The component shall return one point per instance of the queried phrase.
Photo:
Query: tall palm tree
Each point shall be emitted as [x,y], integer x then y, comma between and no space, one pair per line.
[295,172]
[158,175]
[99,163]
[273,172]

■ ■ ■ ■ ■ ■ ■

= Work item =
All of the entries should be repeated word for word.

= Expected output =
The component shall return one point per instance of the queried phrase.
Photo:
Query: tall palm tree
Each point shall be emitted as [x,y], integer x then y, comma between and no space, one pair per line.
[295,172]
[158,175]
[99,163]
[273,172]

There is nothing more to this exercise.